Text section START

The bottom graph shows a scenario in which only emissions from fossil fuels and industry are taxed.
"Placing an increasingly stringent tax on only the fossil fuel and industrial carbon emissions without placing any corresponding tax on terrestrial carbon causes land-use change emissions to increase to a peak greater than 10 Pg C [petagrams, or billion metric tons, of carbon] per year, as lands are converted to meet the growing demands for purpose-grown bioenergy crops in a growing but decarbonizing energy system."
"The increased demand for bioenergy crops pushes land requirements beyond traditional croplands and into lands that are increasingly less productive, requiring increasing quantities of land to grow each successive unit of agricultural product. The result is ... virtually all land that is not required for growing food and forest products is used for growing bioenergy."
With that second scenario, by the end of the century demand for biomass would be four times higher than under business as usual, the researchers write.
"Such grand-scale deforestation is hard to imagine in reality, because it is hard to imagine that society would find this result acceptable."

Text section END
Data section START

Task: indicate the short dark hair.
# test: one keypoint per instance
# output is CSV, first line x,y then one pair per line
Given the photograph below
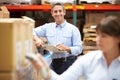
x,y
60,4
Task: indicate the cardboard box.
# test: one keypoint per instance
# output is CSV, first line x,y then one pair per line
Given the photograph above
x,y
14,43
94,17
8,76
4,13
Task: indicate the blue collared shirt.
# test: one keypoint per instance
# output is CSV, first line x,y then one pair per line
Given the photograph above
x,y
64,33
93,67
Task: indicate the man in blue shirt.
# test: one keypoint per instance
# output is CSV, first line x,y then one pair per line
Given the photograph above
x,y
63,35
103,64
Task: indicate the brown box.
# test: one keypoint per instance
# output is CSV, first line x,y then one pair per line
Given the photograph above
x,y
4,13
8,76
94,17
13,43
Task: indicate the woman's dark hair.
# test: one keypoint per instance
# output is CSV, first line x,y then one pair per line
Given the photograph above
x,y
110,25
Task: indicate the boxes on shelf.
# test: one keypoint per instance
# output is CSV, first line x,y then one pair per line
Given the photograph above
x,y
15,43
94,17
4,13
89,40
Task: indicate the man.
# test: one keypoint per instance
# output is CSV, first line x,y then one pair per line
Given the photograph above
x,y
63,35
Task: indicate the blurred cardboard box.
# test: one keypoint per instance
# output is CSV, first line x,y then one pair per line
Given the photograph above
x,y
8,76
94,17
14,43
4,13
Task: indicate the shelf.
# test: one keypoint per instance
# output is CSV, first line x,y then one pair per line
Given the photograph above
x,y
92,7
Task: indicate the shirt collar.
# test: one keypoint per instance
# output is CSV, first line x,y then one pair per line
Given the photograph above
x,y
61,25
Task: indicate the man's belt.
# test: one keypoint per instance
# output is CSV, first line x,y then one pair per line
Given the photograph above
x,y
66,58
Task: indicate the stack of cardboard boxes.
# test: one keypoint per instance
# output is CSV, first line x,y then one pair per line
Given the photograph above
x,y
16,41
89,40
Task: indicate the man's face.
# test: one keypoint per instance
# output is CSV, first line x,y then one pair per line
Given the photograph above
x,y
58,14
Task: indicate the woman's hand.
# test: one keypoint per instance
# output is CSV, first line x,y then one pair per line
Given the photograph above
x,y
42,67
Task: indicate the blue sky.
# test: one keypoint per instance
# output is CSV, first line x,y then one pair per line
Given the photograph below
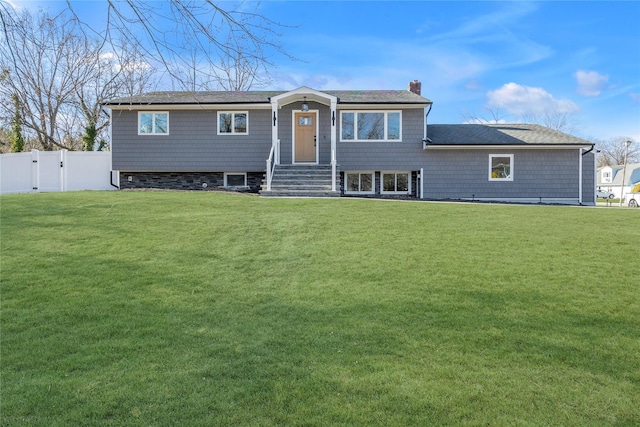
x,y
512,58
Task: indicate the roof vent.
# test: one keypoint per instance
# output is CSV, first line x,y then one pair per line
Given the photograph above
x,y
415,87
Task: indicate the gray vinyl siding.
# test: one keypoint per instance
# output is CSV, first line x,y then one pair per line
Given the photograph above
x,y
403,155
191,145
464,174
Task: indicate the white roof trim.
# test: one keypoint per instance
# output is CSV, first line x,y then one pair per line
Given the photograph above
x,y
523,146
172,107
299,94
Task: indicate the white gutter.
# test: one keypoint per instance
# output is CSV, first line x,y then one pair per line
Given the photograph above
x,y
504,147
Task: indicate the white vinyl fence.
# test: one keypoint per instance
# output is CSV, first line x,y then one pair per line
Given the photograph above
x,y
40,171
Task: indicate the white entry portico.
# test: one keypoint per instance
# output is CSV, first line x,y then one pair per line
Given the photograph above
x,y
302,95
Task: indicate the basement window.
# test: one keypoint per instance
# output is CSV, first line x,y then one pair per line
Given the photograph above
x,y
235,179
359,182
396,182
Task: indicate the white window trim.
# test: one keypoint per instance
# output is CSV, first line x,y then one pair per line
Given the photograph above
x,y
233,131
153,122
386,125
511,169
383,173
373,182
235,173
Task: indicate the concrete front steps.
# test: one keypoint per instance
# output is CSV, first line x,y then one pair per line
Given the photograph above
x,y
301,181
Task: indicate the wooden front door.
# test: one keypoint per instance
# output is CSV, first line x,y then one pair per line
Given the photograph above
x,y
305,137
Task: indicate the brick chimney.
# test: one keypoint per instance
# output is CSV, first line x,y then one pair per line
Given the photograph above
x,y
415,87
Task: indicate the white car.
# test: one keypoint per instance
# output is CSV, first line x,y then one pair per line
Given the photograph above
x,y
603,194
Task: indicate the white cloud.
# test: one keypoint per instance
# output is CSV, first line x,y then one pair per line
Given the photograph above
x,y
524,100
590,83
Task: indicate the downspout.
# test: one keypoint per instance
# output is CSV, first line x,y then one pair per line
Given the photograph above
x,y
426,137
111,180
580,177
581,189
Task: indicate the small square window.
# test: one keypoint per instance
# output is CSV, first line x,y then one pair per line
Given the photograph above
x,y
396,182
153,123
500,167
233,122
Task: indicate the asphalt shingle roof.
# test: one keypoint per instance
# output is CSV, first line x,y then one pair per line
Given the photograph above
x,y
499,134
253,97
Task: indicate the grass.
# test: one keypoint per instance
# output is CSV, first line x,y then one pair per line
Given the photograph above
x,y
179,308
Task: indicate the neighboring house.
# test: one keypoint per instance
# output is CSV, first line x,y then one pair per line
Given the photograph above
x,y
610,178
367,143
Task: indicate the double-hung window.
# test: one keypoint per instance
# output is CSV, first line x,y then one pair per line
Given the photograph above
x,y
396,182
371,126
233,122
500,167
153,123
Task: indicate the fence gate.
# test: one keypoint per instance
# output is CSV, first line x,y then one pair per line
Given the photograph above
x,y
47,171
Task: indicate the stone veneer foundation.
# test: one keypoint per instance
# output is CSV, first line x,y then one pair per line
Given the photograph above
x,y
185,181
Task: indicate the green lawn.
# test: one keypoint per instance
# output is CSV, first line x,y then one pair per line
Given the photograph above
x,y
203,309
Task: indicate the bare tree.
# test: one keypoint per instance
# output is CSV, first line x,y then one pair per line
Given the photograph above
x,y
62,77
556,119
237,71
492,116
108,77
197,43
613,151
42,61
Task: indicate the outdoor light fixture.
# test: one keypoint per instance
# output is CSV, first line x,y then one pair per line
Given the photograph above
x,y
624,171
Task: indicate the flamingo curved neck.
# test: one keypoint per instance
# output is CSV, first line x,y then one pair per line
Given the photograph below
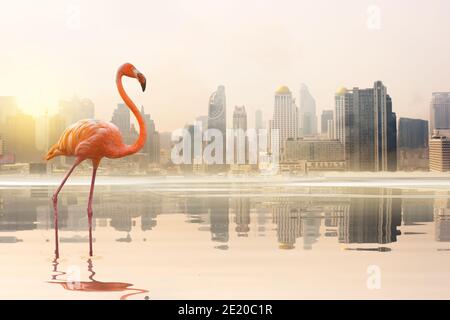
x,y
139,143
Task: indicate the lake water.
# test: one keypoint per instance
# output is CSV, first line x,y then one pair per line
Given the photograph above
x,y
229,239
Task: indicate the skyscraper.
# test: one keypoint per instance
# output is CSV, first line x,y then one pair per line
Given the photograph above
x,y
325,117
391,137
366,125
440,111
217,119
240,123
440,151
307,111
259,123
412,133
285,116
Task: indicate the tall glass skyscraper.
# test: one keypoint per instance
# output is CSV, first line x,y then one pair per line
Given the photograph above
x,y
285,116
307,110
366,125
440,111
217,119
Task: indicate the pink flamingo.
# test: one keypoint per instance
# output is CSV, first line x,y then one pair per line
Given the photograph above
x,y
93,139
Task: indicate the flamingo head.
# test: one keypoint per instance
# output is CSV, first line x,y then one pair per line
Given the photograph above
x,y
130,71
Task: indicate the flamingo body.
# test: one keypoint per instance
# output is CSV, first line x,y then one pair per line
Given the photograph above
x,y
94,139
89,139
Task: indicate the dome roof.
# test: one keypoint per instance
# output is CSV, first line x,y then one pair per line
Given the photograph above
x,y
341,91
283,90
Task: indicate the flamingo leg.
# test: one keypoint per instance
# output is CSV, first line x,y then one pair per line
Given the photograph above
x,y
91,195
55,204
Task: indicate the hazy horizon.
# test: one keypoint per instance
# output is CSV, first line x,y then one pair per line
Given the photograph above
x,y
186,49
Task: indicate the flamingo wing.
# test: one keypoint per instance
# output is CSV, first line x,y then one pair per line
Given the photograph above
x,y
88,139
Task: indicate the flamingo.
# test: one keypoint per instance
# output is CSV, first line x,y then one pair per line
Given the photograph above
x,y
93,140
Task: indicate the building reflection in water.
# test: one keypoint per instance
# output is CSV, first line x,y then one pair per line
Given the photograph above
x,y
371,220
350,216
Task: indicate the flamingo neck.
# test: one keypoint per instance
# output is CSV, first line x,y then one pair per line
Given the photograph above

Data section END

Actions to take —
**a.** In the passage on carbon taxes and bioenergy, how much higher would biomass demand be by the end of the century under the scenario that taxes only fossil fuel and industrial emissions, compared with business as usual?
**b.** Write a continuation of the passage on carbon taxes and bioenergy crops, starting after its last sentence.

Answers in order —
**a.** Four times higher.

**b.**
Land is already being lost to biofuel production and livestock at an alarming rate. Foreign companies are buying or leasing vast chunks of land, largely in Africa, with up to 50 million acres sold off or soon to be, according to report from the Washington, D.C.-based International Food Policy Research Institute.
In Bonn, Germany, over the next two weeks, international climate treaty negotiators preparing for the December summit in Copenhagen will be discussing ways to deal with deforestation and the increasing carbon emissions from land-use changes.
One leading proposal is the UN's Reducing Emissions from Deforestation and Degradation, or UN-REDD, which would allow landowners to earn valuable credits for preserving forest land through an emissions offset program. Voluntary offsets for reforestation are already in use, but at low volume and value. UN-REDD has the potential to increase that value to something closer to what the study's authors recommend.
That plan has problem, as well, though.
Interpol believes a growing market for forestry offsets would become a prime target for fraud and organized crime, agency environmental crime official Peter Younger told Reuters, and Papua New Guinea has already had to suspend its plans to sell rainforest carbon rights after deals began sparking land ownership disputes.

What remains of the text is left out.